▶ _Selection_
JP/4/Fundam
JP/4/Fundam
Encouraging vengeful fundamentalism
Jeremy Seabrook
Guardian News Service
London
You see them everywhere on the streets of Dhaka, Jakarta,
Karachi, the boys with their qualifications: a Master's in
personnel, a diploma in management, a degree in marketing. You
meet them on the battered buses, in the dusty parks, in the fly-
blown eating-houses, clutching copies of their "biodata" in
plastic folders.
They are on their way from house to house, giving tuition to
the children of the middle class. These are the representatives
of the pinched under-employment of a generation raised on the
promise that if only they study business, they will be sure of a
managerial job, big money, a security greater even than that
guaranteed by government service.
Business culture has seized the imagination of the young all
over the world. It has brought new hope to a generation whose
educational aspirations have been transformed by its revelations
of wealth- creation. They carry textbooks, published in the U.S.,
pages of which they learn by rote. Many are from poor families,
from small towns and distant villages, who have sold precious
land or gone into bottomless debt for the sake of a better life
for their children.
For them, to study in the capital enhances prestige --
distance from the homeplace, it seems, adds value, no matter how
academically thin the object of study, no matter how shaky the
institution. It is already clear that most of these young men
will not find the place they covet in the global economy. They
are dupes of the latest fad to reach the third world, a reach-me-
down form of study formulated in the West, and now a major
export, of only marginal value to the countries whose young have
taken it up with such zeal.
Global business culture is calculated to pacify yet another
generation of impatient young people. Bangladesh, Indonesia,
India are full of unemployed graduates. Twenty-five years ago,
their counterparts would have been studying politics and
sociology, while their grandparents applied themselves to
liberation and neo-colonialism. At that time, they would have
been quoting Marx and Fanon, animated by a shining-eyed
conviction that they would inherit the earth.

▶ _Given task A_
Pull out each of the rows that contains the string "shouting", and pay attention to upper and lower case.
The article and the rows come from unrelated sources.

▶ _Dataset excerpts_
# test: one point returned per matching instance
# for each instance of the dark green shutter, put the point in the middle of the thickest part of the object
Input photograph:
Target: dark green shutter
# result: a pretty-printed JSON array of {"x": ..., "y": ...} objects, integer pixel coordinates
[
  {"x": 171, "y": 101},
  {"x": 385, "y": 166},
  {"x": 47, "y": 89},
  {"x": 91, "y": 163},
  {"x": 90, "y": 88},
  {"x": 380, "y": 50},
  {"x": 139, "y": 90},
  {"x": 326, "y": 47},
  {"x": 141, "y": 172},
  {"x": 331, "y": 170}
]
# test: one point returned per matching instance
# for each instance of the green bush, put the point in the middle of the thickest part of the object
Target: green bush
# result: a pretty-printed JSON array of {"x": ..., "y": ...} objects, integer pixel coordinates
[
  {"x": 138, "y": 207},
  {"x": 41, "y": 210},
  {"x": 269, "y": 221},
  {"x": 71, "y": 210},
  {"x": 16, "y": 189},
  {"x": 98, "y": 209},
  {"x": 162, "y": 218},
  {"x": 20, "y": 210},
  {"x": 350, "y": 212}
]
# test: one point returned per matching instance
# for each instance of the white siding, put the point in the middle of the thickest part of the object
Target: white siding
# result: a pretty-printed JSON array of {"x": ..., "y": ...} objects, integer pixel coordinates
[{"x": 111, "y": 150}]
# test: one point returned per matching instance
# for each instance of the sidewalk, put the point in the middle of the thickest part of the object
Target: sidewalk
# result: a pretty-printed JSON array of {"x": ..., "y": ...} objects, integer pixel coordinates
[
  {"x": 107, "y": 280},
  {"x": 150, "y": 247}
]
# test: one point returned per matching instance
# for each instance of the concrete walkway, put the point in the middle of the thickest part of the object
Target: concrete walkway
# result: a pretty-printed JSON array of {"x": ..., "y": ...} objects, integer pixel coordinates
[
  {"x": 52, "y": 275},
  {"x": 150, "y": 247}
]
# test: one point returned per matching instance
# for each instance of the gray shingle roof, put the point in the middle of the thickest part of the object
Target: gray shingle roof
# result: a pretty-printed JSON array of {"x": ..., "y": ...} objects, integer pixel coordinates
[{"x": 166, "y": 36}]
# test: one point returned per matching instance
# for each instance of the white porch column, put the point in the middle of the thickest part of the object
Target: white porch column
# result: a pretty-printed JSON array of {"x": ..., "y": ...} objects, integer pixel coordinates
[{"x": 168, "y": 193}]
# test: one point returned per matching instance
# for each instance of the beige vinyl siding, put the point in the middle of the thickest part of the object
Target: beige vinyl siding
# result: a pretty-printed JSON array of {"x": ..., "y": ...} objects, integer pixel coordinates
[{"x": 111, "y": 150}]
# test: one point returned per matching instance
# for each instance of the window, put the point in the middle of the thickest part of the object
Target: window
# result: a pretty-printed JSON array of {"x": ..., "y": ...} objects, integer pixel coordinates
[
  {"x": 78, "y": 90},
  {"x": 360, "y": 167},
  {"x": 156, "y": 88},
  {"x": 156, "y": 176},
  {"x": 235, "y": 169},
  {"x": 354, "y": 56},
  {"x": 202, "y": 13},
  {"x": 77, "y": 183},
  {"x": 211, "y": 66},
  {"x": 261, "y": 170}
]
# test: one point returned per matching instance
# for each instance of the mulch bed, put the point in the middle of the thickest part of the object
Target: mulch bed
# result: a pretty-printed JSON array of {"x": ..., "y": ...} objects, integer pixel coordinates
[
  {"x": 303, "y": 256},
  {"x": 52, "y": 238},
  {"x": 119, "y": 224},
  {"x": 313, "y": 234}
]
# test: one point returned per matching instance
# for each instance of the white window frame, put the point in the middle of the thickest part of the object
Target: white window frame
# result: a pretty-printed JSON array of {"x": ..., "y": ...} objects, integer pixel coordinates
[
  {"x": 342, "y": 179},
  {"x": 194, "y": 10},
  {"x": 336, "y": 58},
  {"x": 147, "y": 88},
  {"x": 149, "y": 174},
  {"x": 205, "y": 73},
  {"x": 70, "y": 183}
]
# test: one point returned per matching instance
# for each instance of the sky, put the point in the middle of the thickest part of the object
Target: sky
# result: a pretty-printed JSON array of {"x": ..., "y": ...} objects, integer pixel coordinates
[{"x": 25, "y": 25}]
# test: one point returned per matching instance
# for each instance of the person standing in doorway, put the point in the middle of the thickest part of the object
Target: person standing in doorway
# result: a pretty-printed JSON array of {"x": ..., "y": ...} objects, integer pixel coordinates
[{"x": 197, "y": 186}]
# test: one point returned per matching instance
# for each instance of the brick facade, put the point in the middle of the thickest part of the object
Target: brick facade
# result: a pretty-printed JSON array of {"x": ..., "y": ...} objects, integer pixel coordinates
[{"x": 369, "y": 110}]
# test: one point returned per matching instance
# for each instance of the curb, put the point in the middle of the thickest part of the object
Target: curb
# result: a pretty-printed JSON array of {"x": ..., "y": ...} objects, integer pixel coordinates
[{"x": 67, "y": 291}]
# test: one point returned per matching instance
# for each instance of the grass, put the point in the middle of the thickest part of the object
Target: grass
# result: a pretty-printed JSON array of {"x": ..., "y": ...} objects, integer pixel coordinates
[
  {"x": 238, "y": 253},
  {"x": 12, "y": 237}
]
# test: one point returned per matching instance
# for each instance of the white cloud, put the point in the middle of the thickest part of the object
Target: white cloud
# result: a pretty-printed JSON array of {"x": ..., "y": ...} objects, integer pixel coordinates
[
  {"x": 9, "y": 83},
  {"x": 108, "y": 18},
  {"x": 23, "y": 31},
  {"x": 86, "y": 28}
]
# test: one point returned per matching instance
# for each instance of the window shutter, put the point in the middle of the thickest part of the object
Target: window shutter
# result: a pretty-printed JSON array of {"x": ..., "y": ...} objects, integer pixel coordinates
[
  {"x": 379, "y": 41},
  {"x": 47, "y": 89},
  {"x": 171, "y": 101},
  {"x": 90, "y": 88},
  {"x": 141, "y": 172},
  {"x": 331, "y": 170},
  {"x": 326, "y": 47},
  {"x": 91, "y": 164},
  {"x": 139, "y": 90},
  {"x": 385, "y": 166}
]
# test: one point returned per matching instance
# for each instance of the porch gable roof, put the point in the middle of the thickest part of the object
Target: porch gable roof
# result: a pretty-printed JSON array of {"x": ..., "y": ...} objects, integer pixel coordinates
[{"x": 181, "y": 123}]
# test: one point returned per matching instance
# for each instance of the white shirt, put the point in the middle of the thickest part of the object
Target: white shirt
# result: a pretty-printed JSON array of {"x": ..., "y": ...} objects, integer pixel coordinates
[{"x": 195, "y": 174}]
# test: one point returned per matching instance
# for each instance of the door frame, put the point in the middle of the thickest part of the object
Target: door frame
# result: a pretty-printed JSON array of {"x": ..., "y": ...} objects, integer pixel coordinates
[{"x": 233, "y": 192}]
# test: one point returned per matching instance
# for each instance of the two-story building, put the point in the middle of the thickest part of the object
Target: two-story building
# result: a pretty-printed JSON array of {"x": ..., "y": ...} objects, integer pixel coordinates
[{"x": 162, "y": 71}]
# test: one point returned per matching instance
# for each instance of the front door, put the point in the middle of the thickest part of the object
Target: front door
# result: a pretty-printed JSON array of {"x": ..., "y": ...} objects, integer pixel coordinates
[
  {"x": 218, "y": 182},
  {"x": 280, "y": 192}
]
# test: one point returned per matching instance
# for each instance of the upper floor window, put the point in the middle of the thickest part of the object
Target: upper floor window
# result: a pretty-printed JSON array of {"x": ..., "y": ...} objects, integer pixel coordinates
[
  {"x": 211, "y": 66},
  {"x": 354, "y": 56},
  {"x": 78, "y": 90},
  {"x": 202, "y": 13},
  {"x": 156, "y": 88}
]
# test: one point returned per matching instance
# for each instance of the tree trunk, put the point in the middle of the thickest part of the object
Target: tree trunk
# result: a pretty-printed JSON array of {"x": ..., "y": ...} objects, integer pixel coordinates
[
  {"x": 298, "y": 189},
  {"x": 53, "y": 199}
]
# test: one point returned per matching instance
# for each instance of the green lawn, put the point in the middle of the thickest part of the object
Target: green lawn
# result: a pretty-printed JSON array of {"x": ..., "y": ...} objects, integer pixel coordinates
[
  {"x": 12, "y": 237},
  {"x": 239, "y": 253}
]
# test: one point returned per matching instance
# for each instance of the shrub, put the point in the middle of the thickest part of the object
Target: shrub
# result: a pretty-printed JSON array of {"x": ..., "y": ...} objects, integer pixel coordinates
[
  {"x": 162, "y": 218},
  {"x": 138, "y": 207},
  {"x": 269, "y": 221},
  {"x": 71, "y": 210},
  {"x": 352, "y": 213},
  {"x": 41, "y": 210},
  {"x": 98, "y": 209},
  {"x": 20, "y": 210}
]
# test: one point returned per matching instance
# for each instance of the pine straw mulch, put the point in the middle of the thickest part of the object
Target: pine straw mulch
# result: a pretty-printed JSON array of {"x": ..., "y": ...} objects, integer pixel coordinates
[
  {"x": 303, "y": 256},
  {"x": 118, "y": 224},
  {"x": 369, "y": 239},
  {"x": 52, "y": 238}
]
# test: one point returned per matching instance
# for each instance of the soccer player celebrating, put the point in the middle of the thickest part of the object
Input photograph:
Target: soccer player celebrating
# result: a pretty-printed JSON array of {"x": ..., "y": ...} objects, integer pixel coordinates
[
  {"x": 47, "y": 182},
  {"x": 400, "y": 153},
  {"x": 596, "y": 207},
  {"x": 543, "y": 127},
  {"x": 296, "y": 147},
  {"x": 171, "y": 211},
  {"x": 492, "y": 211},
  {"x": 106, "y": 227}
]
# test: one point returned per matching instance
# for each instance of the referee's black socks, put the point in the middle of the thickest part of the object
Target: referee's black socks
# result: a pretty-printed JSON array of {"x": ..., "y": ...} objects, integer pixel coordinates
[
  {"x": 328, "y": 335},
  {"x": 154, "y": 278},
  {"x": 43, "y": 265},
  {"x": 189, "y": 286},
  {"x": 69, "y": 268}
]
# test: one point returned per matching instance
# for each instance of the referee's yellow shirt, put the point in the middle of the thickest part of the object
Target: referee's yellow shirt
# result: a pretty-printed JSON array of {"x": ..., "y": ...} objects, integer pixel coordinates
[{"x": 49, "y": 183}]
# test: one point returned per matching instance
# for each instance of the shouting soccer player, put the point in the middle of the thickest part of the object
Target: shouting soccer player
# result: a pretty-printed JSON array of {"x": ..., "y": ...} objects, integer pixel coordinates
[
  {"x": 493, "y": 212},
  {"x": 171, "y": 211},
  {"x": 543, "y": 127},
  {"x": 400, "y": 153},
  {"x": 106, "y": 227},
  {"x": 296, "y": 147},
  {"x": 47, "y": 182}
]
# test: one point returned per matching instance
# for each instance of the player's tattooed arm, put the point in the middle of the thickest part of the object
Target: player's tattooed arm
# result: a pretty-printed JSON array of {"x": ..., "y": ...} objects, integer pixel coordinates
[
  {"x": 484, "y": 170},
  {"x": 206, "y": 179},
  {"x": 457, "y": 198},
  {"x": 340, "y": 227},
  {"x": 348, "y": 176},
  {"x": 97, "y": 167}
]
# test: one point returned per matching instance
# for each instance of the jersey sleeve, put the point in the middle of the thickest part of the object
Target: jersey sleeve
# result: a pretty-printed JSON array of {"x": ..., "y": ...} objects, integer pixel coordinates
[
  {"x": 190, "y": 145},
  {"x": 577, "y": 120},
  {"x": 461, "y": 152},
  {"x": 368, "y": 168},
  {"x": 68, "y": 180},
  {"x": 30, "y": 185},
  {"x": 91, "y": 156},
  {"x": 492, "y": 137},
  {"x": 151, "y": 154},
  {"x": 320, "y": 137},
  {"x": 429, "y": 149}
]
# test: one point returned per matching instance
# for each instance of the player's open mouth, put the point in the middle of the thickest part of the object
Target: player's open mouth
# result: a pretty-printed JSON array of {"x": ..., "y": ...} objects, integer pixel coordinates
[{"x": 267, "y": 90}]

▶ _Given task B_
Pick up the article on business culture among young graduates at the point where it ends, and keep writing it.

▶ _Exercise answer A_
# for each instance of the shouting soccer player, put the point in the middle of the thickest part of the object
Target: shouting soccer player

▶ _Exercise answer B_
In the process they are committed to a learning as remote from
their experience as the study of Tudor history was in the
colonial era. Many of the devotees of business have already been
disillusioned, embittered that their efforts have yielded no
tangible reward. There are no prizes, no salary, no job. They
prowl the streets of the capital, hungry, predatory, angry, their
trousers frayed, fake logos on their dusty trainers, haunted by a
social injustice which the dogmas of their teachings require them
to interpret as personal failure.
One consequence of all this has been a profound disturbance to
their sense of self. Some deal with this by a determination to
leave the country, to find a job, any job, as long as it is far
from personal witnesses to their humiliation -- a driver in
Riyadh, a security guard in Singapore, a cook in Abu Dhabi.
But other able young men have been readily enlisted by
criminal gangs, often attached to political parties. Extortion,
blackmail, protection money are part of the daily life of the
slums. When the Bangladesh National party won the elections in
October, the first big changeover of personnel was not in the
ministries, but among the mastaans, or gangs, running the river
ghats, railway terminals and bus stands.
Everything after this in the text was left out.